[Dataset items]
┄┄┄┄┄┄┄┄┄┄┄┄┄┄┄┄┄┄┄┄
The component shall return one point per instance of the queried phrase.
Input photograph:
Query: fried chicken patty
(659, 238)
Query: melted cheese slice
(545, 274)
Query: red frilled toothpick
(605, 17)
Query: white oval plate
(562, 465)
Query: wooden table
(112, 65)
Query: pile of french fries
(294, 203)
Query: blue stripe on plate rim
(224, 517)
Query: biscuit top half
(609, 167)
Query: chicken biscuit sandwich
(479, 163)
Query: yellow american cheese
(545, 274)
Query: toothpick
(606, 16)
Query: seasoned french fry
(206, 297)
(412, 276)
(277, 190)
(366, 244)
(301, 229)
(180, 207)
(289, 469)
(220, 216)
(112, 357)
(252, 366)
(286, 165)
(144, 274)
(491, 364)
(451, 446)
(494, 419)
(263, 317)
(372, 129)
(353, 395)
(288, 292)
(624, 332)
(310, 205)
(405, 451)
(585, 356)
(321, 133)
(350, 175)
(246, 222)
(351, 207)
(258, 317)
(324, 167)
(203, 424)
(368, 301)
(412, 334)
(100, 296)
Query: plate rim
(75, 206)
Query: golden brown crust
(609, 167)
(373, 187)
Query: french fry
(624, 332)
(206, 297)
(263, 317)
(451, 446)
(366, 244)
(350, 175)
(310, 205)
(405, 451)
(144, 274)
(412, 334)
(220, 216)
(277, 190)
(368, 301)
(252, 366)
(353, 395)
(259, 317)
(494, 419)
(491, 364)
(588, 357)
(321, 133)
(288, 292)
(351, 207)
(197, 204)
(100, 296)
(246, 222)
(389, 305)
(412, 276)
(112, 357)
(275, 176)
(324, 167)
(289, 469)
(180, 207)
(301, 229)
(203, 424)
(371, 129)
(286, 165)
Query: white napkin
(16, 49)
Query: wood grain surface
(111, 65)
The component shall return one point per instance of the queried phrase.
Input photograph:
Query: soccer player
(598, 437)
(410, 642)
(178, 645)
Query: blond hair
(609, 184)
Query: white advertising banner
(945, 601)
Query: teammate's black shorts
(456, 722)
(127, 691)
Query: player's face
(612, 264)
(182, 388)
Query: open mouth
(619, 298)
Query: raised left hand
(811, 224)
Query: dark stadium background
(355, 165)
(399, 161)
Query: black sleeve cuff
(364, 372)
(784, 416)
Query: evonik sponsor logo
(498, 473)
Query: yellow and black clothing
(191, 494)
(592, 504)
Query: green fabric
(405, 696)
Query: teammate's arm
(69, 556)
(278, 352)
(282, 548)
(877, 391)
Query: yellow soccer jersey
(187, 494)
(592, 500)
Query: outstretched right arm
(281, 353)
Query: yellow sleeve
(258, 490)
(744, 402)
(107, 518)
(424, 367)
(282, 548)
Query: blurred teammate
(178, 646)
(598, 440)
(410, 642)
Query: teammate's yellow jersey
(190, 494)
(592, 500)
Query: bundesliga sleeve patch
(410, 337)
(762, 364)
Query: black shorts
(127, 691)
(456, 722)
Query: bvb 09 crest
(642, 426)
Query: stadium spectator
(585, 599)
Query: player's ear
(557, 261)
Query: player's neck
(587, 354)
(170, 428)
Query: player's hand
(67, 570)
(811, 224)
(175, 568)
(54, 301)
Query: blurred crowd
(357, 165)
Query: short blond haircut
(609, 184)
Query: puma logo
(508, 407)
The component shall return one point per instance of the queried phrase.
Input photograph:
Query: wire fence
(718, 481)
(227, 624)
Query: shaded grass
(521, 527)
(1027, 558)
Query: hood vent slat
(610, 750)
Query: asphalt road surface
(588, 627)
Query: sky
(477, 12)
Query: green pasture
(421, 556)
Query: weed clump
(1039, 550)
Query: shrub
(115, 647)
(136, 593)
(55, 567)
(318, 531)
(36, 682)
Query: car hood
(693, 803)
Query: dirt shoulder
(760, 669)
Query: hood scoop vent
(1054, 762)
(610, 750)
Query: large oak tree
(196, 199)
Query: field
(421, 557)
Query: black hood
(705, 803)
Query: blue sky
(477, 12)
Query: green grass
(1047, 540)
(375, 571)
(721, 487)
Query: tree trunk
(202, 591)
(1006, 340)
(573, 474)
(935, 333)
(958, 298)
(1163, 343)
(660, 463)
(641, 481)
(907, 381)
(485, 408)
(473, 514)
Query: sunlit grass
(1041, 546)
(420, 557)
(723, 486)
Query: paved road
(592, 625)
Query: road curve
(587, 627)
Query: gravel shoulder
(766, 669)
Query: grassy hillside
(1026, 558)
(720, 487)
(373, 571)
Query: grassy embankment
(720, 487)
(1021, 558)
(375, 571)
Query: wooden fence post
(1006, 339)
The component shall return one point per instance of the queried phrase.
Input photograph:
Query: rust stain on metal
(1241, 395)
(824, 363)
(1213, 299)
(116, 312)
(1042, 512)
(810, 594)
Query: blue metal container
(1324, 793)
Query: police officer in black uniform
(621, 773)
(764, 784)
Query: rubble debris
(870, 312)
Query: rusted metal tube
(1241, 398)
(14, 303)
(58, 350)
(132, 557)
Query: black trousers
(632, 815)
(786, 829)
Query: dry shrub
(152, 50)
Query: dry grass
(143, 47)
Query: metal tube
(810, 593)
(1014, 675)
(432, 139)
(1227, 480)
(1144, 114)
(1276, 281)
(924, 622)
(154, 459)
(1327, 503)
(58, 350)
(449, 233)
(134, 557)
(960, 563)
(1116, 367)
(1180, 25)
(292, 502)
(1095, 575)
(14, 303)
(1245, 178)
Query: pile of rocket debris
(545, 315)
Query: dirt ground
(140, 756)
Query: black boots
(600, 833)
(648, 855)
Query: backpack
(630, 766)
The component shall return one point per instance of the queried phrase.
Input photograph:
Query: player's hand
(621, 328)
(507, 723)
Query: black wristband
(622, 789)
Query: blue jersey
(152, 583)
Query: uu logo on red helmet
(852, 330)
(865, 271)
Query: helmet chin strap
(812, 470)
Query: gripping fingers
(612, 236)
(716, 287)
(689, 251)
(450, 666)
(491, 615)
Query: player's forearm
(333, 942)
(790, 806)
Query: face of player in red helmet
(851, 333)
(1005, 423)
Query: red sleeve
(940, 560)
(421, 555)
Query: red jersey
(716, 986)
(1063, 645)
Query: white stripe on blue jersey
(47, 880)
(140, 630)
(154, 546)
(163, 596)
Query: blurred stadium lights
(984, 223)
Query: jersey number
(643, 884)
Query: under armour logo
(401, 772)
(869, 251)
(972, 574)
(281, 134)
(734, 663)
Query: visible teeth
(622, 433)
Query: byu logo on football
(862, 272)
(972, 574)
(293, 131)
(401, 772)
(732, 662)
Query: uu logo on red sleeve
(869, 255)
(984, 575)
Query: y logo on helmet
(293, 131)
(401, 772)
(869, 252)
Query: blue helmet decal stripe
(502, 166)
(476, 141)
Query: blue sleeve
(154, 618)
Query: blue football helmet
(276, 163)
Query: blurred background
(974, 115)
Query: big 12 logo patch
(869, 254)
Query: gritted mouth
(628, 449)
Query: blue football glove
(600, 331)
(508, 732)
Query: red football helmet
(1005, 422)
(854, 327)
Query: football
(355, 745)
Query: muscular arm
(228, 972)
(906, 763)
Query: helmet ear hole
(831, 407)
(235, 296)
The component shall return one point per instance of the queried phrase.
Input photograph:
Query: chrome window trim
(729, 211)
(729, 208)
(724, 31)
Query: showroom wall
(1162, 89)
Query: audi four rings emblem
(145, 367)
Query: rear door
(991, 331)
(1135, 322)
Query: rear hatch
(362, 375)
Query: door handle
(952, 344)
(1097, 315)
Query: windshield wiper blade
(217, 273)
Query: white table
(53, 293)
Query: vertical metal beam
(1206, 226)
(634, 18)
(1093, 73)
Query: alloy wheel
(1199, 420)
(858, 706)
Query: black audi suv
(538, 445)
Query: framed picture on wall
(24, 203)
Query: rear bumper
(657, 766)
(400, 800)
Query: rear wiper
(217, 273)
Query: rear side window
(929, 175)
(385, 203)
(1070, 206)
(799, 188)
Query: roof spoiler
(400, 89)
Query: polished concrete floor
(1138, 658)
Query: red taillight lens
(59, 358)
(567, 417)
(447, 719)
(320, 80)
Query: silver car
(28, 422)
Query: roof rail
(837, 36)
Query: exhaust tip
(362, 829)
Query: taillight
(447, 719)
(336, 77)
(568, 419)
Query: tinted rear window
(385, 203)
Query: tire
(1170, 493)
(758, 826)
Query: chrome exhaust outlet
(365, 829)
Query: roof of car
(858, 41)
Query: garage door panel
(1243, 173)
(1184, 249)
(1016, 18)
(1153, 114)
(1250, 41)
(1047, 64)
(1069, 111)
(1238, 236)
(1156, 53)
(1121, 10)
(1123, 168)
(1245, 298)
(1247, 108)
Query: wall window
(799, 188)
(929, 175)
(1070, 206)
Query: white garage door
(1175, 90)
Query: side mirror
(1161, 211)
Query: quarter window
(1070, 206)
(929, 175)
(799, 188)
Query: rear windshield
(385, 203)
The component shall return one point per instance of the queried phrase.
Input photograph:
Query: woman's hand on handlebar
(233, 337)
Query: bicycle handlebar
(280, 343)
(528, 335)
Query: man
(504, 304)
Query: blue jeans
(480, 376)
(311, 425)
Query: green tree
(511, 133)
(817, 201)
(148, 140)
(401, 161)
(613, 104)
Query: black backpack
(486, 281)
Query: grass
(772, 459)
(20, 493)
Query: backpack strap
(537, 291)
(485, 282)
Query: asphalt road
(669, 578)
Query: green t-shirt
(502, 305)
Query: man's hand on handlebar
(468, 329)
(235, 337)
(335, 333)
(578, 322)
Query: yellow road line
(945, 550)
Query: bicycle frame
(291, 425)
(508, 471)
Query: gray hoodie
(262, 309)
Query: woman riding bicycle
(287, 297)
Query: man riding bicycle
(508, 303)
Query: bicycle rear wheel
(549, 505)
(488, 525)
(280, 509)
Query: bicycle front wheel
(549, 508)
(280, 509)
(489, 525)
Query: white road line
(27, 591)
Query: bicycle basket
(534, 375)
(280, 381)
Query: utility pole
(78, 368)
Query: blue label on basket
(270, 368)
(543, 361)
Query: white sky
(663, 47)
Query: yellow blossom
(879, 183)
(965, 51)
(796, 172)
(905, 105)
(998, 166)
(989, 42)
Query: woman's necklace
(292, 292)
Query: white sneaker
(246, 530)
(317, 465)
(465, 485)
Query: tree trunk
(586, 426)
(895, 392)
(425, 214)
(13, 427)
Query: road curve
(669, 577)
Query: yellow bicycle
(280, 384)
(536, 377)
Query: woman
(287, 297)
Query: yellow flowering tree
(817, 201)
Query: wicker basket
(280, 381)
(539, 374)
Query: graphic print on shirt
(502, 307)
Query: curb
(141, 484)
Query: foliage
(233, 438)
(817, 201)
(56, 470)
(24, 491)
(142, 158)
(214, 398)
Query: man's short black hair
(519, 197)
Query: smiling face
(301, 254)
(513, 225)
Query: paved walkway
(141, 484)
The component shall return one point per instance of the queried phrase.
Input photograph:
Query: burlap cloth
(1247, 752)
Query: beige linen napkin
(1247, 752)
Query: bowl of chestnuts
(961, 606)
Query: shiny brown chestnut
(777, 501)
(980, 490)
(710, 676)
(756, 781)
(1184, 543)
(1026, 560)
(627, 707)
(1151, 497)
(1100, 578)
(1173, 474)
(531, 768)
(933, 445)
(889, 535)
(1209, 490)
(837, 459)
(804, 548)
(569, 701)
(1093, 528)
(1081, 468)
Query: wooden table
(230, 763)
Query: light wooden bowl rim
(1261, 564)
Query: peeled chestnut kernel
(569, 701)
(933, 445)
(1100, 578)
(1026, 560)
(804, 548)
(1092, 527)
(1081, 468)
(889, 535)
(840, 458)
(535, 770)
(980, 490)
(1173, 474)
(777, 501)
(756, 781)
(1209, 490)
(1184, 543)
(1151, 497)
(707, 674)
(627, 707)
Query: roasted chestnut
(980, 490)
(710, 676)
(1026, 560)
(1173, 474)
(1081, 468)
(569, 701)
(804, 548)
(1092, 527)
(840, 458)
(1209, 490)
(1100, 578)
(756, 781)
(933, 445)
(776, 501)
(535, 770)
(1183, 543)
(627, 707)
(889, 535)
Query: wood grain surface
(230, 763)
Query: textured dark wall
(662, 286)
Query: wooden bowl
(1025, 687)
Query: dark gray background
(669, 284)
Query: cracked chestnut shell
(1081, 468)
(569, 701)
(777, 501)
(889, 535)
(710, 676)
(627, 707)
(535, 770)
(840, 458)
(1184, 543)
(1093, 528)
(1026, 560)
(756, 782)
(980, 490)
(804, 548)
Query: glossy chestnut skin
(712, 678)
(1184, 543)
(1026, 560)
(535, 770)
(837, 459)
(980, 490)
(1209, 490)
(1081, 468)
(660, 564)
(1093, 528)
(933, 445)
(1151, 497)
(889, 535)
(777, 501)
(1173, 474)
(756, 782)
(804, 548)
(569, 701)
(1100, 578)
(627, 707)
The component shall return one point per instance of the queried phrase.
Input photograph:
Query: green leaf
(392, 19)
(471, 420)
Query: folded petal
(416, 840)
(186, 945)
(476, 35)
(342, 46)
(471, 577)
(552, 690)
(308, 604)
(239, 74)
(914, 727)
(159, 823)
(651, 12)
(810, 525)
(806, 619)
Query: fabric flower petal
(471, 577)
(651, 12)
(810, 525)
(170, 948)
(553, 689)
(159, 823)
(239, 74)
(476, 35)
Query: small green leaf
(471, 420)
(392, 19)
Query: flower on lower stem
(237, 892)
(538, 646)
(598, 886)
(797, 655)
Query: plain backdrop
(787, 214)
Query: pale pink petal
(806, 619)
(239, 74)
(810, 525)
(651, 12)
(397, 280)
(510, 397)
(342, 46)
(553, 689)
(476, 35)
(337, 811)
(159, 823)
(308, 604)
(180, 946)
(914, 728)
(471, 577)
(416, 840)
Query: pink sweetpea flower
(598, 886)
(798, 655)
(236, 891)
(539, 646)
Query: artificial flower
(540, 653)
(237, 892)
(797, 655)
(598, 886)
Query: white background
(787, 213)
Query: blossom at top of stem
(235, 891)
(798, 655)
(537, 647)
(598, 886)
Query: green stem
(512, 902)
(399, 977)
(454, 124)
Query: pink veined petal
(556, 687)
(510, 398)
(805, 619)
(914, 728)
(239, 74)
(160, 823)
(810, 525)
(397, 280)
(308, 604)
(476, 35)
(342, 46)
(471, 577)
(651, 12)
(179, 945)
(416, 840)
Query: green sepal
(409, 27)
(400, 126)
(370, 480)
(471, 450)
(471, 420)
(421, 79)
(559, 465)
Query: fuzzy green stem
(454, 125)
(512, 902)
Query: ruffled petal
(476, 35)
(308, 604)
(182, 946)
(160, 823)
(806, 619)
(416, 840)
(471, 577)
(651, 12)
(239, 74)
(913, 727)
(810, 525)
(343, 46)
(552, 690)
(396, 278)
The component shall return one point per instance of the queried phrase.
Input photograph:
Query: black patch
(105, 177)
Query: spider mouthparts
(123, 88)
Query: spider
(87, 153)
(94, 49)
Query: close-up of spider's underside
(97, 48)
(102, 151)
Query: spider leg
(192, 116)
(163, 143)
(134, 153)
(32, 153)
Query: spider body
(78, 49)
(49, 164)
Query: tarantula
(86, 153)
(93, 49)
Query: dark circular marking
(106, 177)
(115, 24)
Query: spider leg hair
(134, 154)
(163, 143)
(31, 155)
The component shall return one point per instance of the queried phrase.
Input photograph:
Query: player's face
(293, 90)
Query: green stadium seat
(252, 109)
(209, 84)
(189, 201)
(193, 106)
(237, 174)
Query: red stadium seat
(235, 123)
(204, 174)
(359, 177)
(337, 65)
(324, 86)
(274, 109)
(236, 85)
┄┄┄┄┄┄┄┄┄┄┄┄┄┄┄┄┄┄┄┄
GIVEN EXERCISE
Can you reproduce the entries from the line holding "Query: tarantula" through the end of the entries, both included, changing "stadium seat" to "arena seat" and leaving everything else the same?

FULL OUTPUT
Query: tarantula
(86, 153)
(93, 49)
Query: dark circular marking
(106, 177)
(115, 24)
Query: spider leg hair
(134, 154)
(163, 143)
(31, 155)
The component shall return one point per instance of the queried phrase.
Input photograph:
Query: player's face
(293, 90)
Query: green arena seat
(252, 109)
(209, 84)
(189, 201)
(193, 106)
(237, 174)
Query: red arena seat
(235, 123)
(204, 174)
(359, 177)
(337, 65)
(324, 86)
(274, 109)
(236, 85)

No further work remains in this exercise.